* _DIRECTIONS_
Print the first line of the records below and every line after it, up to and including the line with "Game engine object recognition — detect column shaft". Print nothing else.
#### WORKING DATA ####
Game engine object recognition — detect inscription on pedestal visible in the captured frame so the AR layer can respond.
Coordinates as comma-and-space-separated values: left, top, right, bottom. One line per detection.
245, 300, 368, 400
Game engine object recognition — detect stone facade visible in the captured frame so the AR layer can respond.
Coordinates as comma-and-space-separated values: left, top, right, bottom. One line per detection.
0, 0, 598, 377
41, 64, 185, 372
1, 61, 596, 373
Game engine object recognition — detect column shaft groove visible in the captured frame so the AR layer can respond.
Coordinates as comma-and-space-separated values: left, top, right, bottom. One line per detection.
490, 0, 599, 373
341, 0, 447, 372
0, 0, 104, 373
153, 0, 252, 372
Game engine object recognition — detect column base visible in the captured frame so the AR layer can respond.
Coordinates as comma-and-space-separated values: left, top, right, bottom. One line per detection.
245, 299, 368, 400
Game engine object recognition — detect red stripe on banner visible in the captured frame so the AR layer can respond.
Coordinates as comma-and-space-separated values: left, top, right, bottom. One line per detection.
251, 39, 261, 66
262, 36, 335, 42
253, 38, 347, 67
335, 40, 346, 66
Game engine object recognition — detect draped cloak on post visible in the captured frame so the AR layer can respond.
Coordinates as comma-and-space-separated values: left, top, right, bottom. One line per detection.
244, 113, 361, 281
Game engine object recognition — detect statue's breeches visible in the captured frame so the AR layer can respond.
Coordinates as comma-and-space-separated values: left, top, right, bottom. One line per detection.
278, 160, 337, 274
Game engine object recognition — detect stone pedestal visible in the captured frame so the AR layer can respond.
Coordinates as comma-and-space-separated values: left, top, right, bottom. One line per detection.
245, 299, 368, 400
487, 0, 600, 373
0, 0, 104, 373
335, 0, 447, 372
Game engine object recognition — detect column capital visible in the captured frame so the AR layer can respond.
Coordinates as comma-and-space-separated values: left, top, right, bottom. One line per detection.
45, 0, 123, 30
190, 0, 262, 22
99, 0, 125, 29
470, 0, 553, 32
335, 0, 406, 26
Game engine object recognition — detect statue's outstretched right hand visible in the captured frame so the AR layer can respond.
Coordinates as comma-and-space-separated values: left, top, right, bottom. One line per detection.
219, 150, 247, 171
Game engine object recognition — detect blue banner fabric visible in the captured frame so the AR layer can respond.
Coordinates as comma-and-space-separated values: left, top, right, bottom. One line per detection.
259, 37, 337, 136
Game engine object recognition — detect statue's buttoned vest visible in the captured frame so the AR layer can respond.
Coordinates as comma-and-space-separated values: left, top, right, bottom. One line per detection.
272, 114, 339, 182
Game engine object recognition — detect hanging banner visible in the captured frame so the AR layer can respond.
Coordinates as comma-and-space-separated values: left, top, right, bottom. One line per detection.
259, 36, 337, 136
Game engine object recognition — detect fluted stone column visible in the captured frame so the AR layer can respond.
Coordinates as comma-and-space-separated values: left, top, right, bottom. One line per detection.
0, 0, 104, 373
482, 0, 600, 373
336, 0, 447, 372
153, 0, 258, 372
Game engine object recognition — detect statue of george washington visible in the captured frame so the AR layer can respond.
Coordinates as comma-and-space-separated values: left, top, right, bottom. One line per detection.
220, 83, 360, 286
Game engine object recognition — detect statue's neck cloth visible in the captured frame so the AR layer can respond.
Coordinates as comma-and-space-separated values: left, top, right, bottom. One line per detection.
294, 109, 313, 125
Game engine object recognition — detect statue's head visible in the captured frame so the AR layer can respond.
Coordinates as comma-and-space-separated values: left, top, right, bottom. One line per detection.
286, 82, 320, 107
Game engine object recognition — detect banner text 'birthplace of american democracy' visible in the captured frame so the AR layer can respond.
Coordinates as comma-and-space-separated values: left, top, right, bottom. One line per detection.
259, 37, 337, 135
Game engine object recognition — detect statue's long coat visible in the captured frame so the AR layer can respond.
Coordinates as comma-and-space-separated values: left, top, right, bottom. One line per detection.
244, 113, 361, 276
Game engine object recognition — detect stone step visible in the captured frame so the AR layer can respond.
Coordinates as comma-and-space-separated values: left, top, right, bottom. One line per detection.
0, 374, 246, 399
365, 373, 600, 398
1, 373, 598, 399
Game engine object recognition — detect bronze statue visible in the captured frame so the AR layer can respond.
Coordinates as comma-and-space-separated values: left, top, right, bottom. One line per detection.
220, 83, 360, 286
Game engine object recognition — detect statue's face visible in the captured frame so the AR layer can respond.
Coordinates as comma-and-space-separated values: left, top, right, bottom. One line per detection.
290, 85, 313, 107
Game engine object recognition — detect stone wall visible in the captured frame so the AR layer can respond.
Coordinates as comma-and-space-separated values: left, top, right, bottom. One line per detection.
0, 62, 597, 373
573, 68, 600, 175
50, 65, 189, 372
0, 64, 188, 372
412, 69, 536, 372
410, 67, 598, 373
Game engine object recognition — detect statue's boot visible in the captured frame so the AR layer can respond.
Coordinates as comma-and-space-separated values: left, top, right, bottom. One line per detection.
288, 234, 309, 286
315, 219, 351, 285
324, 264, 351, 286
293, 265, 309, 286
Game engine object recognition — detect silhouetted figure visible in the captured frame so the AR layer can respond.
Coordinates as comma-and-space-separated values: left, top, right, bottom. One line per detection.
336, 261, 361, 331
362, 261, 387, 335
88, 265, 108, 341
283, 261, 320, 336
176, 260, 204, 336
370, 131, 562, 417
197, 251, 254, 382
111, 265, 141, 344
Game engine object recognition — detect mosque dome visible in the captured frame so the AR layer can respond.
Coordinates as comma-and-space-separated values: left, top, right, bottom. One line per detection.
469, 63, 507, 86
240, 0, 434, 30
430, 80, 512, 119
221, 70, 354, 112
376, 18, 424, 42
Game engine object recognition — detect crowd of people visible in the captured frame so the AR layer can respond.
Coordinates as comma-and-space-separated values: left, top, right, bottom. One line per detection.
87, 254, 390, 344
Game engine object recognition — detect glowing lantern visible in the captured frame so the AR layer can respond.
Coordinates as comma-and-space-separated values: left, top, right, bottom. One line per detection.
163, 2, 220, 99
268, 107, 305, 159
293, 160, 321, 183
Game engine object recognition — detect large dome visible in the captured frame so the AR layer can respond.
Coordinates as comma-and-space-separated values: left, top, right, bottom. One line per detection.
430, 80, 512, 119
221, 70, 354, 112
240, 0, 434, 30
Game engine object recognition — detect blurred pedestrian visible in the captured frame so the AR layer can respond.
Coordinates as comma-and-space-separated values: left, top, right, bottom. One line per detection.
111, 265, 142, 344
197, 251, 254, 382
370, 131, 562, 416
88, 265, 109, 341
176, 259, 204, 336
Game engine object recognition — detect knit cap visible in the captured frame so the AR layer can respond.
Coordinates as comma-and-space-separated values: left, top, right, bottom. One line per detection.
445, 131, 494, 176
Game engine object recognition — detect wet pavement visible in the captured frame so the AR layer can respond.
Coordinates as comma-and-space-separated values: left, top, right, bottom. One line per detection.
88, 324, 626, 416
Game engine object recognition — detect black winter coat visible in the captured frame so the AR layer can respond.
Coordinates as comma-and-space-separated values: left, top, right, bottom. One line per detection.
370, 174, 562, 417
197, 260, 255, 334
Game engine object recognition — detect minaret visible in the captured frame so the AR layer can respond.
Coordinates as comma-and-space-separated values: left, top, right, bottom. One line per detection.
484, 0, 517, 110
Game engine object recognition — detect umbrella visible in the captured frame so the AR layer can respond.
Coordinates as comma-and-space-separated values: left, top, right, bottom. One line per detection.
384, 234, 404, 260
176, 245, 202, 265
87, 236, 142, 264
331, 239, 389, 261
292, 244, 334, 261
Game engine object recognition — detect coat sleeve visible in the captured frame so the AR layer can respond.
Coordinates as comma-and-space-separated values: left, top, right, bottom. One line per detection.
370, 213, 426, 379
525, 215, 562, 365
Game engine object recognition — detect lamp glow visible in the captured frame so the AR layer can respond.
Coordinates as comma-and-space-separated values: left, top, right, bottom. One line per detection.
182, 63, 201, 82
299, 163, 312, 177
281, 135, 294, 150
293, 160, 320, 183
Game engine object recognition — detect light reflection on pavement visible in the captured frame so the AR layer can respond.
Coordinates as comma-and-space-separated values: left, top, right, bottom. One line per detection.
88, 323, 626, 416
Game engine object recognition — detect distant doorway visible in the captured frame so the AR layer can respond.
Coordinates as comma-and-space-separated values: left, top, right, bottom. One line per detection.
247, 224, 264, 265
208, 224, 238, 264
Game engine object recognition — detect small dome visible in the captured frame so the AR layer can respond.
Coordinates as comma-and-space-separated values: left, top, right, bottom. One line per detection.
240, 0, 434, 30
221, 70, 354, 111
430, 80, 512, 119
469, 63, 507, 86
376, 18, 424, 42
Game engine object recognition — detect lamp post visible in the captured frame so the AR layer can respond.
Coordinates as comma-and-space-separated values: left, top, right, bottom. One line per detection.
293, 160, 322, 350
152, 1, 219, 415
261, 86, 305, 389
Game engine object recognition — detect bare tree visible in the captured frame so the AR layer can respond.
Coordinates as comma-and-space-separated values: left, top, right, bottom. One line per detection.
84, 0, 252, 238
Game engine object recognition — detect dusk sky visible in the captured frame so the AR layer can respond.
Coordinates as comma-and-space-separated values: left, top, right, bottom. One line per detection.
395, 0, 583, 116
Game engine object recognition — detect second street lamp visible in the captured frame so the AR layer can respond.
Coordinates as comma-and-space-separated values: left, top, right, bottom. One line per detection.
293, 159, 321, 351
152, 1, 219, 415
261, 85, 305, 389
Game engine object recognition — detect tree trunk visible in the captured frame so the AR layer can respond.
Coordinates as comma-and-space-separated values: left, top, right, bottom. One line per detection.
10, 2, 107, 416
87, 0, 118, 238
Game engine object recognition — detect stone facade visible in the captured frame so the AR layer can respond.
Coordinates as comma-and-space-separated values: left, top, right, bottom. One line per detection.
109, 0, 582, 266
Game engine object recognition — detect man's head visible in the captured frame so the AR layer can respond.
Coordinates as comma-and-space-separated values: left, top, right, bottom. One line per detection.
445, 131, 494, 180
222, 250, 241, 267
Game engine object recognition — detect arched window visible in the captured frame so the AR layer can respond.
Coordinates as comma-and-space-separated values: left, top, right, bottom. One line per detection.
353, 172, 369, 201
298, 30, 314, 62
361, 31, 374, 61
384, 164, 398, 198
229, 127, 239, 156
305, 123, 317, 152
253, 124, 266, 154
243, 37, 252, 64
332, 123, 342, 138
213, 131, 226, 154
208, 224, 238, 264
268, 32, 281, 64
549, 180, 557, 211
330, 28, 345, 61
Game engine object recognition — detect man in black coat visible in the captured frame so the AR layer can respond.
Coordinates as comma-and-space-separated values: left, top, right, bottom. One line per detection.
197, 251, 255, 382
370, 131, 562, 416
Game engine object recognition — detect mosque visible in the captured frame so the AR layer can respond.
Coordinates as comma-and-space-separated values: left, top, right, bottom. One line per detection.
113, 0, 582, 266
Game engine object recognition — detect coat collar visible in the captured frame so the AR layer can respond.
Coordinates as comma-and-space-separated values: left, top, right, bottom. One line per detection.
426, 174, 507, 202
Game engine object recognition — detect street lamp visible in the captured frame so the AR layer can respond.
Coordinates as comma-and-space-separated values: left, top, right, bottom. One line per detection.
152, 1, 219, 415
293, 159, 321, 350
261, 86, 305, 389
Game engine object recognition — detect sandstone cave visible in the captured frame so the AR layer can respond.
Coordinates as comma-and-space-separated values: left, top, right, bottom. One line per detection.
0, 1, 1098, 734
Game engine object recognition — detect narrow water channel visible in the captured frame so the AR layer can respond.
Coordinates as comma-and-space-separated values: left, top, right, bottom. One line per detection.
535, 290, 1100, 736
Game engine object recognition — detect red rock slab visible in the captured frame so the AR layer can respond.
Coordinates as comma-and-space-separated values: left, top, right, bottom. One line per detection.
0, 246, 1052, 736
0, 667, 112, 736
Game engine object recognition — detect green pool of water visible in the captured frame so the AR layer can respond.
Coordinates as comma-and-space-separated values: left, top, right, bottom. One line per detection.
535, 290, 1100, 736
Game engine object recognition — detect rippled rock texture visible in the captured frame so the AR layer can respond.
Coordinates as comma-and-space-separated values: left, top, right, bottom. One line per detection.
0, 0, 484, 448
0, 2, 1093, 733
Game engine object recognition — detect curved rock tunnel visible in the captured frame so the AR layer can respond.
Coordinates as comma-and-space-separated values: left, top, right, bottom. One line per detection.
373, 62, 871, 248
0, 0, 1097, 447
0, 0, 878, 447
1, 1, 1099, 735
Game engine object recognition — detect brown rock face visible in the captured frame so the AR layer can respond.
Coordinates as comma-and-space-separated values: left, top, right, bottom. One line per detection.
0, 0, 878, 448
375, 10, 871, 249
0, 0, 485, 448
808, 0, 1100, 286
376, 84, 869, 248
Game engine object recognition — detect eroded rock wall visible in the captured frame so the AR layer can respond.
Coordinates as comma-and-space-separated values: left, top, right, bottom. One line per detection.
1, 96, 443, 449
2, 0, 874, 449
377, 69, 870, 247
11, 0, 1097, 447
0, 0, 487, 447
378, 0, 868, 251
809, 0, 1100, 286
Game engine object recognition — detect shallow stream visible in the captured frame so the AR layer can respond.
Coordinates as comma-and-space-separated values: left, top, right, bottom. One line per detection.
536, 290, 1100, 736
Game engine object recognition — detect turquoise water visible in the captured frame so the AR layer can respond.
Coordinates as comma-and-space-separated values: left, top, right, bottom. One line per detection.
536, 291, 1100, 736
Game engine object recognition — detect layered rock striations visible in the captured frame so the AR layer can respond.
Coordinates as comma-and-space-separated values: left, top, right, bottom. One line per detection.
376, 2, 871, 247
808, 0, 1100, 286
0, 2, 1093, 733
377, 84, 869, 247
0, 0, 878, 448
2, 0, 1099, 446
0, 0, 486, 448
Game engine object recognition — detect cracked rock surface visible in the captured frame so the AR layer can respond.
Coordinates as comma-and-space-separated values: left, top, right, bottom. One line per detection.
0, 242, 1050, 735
####
* _SOLVED EXERCISE_
Game engine object recognition — detect inscription on pedestal visible in the captured frame so the AR layer can respond.
Coordinates as comma-and-space-separated values: left, top, right, bottom. One line per detection.
245, 300, 368, 400
Game engine object recognition — detect stone facade visible in the captured frame so the AR layer can respond.
Coordinates as comma-and-space-separated values: left, top, right, bottom. One line per detection.
0, 0, 598, 377
41, 64, 185, 372
1, 61, 596, 373
Game engine object recognition — detect column shaft groove visible in the captured frame so the AR layer can respond.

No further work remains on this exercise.